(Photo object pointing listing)
##############################
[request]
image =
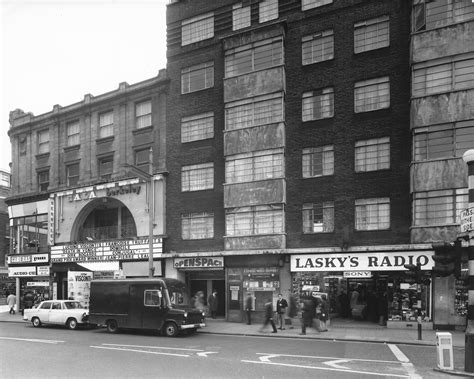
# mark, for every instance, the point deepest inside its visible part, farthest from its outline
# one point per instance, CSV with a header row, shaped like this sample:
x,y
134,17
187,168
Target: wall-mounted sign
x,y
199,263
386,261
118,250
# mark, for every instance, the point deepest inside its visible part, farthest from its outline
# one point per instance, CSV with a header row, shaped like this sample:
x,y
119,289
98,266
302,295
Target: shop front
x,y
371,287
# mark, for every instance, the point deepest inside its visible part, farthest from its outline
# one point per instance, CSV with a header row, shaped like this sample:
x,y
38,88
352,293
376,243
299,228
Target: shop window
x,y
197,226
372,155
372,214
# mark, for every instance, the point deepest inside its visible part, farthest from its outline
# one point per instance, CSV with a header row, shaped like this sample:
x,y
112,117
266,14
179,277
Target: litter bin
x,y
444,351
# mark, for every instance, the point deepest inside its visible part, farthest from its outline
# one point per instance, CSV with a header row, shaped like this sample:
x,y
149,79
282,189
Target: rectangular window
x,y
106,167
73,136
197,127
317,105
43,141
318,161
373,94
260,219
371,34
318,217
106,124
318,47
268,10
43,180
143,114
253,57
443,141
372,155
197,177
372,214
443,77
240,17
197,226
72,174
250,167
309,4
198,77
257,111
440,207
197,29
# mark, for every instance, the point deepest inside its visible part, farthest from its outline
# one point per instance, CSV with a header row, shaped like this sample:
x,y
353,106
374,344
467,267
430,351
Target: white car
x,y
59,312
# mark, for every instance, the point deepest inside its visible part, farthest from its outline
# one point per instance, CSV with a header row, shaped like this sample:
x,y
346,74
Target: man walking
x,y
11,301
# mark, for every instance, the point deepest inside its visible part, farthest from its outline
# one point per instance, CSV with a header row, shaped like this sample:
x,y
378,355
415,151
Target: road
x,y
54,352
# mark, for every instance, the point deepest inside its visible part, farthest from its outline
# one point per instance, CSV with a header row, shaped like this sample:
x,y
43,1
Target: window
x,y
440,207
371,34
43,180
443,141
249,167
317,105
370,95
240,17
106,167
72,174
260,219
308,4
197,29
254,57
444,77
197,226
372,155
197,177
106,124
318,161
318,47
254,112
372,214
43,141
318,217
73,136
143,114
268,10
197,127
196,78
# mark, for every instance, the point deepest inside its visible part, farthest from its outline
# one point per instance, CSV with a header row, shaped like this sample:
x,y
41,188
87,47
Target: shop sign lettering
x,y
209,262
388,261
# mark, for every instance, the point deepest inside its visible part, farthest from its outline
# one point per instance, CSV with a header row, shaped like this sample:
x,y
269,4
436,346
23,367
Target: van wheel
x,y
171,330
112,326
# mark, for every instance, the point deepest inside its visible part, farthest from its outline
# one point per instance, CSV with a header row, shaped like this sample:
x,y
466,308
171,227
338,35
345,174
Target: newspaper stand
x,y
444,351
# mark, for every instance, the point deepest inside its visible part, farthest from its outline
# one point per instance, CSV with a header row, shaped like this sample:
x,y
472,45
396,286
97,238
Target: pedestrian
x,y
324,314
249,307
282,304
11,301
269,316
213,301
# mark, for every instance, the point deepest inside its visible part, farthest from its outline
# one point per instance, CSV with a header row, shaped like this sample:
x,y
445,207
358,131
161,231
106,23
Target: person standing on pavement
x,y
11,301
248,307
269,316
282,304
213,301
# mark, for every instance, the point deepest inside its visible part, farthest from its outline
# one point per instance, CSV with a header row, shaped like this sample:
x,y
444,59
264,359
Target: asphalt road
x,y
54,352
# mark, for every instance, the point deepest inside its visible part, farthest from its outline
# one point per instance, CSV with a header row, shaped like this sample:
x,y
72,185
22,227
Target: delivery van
##############################
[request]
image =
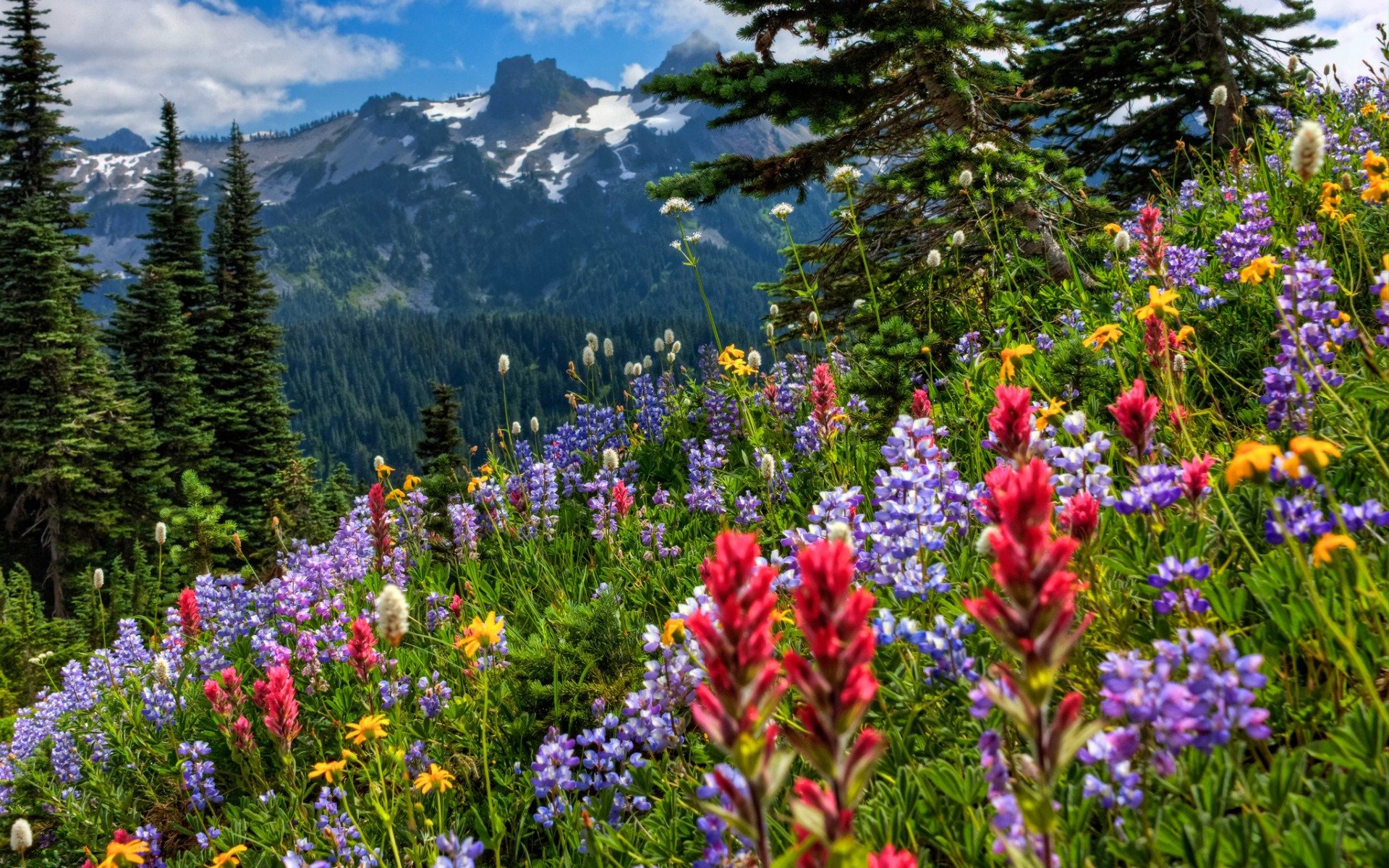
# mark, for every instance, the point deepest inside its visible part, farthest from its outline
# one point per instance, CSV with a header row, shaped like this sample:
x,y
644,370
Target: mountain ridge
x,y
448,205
##############################
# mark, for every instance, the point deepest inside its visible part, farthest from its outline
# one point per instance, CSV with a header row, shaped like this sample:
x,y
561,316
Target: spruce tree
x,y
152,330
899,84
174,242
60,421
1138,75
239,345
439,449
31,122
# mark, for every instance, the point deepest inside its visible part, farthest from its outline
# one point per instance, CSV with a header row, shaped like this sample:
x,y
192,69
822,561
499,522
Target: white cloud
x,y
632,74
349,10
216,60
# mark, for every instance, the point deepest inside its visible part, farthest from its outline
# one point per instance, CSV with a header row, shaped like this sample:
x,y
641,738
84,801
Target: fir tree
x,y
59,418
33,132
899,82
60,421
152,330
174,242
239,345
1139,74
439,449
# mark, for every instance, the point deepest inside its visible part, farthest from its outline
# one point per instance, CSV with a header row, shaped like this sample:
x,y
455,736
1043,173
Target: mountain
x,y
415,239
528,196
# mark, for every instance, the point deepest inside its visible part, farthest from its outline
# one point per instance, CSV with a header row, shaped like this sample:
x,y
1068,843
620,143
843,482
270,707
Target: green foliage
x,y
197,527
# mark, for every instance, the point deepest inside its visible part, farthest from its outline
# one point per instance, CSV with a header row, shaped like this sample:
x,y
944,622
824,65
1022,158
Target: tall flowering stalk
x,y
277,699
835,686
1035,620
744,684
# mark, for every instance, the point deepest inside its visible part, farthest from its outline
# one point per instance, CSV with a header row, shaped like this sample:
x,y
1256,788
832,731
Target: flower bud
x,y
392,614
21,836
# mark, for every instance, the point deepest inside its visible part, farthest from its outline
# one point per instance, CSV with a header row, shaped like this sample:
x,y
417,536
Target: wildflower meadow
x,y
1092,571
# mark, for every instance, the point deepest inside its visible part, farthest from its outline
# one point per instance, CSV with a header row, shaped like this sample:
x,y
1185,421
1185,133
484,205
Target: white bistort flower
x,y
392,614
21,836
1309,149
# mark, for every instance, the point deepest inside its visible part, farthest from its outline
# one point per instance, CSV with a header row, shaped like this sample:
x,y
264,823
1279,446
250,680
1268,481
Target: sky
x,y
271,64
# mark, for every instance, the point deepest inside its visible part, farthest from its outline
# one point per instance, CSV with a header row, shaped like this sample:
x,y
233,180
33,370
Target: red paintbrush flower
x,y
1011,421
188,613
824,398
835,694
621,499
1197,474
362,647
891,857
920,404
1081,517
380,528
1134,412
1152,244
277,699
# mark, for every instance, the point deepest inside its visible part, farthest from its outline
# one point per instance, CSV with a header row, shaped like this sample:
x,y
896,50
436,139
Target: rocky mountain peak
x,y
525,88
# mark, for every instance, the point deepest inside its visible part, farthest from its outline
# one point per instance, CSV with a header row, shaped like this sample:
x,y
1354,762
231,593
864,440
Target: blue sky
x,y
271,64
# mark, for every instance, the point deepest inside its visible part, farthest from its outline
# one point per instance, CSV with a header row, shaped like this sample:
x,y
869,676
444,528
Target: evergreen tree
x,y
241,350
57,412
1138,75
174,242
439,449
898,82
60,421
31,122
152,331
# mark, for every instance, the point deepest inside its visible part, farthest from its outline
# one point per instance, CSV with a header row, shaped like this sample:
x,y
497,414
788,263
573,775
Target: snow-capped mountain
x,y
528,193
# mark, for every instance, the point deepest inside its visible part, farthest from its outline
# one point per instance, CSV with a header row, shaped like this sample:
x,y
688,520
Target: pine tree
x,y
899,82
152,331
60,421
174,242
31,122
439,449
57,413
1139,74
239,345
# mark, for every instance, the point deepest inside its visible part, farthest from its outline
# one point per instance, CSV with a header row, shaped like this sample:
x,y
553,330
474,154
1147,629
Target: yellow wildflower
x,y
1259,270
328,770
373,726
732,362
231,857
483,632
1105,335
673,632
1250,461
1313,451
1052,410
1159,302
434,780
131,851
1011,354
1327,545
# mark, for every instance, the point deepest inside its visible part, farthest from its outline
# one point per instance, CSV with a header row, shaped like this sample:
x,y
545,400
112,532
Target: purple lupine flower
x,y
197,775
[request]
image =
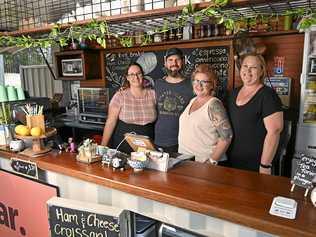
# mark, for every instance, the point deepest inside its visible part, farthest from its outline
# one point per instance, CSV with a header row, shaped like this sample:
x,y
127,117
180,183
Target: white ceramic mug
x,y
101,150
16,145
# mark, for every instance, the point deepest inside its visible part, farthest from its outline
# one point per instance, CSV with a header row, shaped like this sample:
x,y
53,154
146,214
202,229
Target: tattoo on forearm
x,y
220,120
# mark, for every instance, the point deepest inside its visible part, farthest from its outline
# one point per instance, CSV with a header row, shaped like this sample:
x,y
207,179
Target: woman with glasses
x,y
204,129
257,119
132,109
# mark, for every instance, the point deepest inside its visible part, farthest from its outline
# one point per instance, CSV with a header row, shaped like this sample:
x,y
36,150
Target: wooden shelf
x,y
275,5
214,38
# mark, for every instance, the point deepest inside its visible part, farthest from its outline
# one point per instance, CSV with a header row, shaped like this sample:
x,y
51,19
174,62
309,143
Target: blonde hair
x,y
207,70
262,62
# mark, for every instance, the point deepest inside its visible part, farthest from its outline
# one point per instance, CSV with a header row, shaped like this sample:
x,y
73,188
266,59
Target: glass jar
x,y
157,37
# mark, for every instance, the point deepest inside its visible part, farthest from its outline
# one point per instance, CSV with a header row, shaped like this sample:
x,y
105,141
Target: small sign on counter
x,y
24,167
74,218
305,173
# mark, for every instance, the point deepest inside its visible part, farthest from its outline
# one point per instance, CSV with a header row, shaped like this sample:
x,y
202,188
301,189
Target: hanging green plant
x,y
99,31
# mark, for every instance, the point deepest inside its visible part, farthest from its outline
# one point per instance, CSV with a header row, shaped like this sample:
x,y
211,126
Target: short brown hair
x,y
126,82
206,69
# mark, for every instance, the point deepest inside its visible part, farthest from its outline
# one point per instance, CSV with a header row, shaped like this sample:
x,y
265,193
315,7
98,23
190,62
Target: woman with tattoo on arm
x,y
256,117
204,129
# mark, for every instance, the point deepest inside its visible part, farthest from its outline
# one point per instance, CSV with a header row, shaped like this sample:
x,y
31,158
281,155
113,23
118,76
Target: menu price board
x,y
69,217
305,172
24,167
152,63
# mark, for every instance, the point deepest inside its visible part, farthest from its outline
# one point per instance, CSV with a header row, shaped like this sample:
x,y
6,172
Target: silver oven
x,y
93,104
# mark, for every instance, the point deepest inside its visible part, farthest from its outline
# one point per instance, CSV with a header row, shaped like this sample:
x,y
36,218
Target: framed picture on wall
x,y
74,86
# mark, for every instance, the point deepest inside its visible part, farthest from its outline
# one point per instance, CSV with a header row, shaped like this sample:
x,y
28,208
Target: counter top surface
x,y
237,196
##############################
- Brief
Gather every line of the listing above that contains the string "wildflower", treating case as significant.

- Output below
Target: wildflower meadow
Target: yellow wildflower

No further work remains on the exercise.